[Point annotation dataset records]

* BEGIN *

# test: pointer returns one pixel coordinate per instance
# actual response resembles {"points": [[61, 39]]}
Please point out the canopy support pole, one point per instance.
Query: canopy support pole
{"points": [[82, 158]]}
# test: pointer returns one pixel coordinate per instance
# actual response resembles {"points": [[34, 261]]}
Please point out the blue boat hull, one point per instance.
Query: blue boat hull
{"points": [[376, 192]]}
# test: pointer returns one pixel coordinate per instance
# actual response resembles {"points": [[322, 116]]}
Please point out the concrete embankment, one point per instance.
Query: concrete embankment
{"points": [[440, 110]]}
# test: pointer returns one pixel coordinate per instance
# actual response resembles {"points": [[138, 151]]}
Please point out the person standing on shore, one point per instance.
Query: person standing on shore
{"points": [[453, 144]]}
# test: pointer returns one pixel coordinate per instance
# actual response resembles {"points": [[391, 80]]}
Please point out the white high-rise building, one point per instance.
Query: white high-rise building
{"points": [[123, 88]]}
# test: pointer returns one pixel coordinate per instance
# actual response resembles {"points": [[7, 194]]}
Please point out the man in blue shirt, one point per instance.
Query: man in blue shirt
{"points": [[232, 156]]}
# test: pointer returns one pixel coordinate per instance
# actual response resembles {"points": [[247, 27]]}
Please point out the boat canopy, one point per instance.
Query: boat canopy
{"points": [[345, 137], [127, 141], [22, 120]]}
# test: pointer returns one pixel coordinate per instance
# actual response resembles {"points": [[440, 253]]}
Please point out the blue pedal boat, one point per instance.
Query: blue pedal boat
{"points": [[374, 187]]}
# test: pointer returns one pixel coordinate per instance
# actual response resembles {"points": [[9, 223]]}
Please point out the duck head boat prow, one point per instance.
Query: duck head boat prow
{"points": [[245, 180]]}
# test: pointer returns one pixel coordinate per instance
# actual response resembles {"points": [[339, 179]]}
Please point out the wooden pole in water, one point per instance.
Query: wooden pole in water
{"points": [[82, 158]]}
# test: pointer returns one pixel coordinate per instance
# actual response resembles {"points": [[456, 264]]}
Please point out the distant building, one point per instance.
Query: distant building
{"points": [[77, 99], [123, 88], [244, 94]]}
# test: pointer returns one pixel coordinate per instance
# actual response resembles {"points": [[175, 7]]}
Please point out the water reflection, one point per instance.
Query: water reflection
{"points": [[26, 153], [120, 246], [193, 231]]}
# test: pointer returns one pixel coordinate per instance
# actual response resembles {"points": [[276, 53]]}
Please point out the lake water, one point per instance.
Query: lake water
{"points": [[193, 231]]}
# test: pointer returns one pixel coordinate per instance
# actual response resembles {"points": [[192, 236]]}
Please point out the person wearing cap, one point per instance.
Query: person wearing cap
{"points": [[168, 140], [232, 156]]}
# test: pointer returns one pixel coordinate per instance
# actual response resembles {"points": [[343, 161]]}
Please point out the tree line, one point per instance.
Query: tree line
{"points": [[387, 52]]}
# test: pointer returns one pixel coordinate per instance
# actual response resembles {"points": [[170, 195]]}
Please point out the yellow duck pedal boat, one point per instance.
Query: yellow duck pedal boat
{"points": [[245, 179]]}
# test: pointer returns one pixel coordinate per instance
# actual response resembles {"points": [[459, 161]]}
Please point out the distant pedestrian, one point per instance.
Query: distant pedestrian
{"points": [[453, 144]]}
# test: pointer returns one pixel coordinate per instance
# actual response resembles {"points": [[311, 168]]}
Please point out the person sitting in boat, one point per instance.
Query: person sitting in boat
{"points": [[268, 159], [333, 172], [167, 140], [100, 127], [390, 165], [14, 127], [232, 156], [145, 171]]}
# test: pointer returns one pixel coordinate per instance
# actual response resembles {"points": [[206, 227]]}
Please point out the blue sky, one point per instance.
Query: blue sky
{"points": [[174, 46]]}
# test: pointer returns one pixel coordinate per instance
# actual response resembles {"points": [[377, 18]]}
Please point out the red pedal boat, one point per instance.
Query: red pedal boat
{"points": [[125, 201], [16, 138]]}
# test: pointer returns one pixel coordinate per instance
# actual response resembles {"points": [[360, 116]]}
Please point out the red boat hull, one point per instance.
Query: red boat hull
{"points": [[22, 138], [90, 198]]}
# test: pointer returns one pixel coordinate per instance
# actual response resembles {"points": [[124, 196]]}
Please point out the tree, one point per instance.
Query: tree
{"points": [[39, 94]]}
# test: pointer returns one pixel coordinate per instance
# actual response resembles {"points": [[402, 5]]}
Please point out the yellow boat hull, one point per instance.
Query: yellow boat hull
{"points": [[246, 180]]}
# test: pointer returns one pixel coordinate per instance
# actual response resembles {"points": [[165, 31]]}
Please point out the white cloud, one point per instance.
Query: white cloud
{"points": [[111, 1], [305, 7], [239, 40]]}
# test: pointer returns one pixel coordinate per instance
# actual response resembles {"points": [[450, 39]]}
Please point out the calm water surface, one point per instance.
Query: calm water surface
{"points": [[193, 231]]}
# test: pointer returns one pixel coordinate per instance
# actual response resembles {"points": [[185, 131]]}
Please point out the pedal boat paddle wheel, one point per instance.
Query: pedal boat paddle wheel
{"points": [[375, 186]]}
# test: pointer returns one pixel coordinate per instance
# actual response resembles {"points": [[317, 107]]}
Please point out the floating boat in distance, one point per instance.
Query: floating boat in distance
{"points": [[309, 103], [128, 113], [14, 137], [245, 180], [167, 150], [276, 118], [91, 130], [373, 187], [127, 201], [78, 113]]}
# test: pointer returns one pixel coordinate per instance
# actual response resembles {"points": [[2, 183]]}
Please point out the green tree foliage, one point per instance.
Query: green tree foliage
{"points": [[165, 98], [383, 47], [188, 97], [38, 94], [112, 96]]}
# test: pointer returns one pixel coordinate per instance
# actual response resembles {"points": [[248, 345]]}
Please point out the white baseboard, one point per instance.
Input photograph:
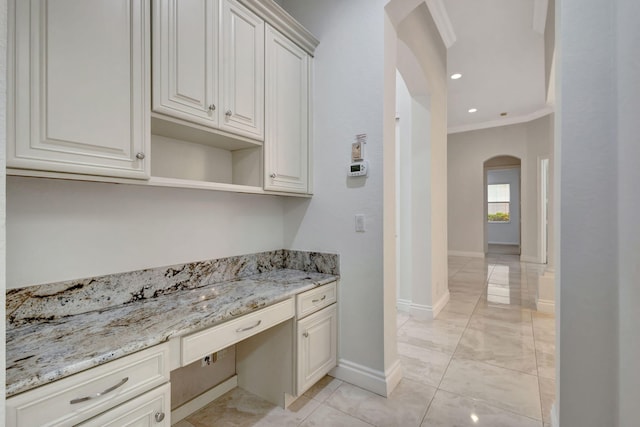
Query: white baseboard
{"points": [[439, 305], [403, 305], [375, 381], [546, 306], [554, 416], [393, 376], [203, 400], [529, 258], [429, 312], [466, 254]]}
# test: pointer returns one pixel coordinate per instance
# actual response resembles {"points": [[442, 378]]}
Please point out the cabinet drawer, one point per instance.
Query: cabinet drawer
{"points": [[317, 347], [105, 386], [315, 299], [151, 409], [198, 345]]}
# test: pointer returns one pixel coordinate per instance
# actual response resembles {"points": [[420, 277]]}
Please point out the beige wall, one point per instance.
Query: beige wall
{"points": [[467, 151]]}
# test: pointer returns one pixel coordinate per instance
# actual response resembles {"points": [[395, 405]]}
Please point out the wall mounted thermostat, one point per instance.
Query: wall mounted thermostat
{"points": [[359, 168]]}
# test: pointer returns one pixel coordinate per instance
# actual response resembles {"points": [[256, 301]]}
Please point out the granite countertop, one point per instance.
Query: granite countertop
{"points": [[41, 352]]}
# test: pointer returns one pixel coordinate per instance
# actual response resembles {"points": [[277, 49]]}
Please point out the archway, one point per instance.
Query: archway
{"points": [[502, 205]]}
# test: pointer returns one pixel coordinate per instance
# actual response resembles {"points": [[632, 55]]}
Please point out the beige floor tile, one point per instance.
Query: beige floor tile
{"points": [[402, 319], [505, 350], [546, 364], [507, 389], [484, 323], [421, 364], [451, 410], [545, 341], [405, 407], [327, 416], [460, 319], [321, 390], [435, 334], [239, 408], [547, 397]]}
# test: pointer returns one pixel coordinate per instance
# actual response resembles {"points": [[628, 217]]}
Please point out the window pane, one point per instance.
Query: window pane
{"points": [[498, 212], [498, 193]]}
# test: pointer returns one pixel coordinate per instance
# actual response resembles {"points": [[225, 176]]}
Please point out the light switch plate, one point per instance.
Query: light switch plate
{"points": [[360, 223], [356, 151]]}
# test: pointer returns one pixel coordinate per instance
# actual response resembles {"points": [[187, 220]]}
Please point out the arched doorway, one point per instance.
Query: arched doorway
{"points": [[502, 205]]}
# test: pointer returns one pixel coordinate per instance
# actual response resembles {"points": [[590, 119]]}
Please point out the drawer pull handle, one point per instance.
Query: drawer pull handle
{"points": [[102, 393], [248, 328]]}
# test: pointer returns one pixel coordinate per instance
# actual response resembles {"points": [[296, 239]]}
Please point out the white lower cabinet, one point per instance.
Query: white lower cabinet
{"points": [[316, 349], [75, 399], [152, 409]]}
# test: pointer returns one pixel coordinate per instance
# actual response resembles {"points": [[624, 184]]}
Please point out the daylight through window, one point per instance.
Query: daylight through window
{"points": [[498, 198]]}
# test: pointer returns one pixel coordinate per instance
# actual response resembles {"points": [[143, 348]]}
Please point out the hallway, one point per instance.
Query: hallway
{"points": [[488, 360]]}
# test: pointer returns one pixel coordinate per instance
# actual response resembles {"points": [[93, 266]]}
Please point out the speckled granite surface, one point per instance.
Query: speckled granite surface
{"points": [[47, 347], [52, 301]]}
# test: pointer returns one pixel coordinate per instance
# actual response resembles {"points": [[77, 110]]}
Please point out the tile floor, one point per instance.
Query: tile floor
{"points": [[487, 360]]}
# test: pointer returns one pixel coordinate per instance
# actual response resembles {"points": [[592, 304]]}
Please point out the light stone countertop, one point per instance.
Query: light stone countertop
{"points": [[46, 351]]}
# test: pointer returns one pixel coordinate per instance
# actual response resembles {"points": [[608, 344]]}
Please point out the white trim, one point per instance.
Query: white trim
{"points": [[203, 400], [429, 312], [439, 305], [529, 258], [546, 306], [403, 305], [393, 376], [362, 376], [442, 21], [280, 19], [467, 254], [502, 122], [554, 416], [540, 15]]}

* END *

◆ GIVEN EXERCISE
Show every line of the data above that contains the string "switch", treating uppercase and lowercase letters as distinct.

◆ OUTPUT FOR THIS EXERCISE
Please point out the light switch plate, one point per instance.
Query: light switch plate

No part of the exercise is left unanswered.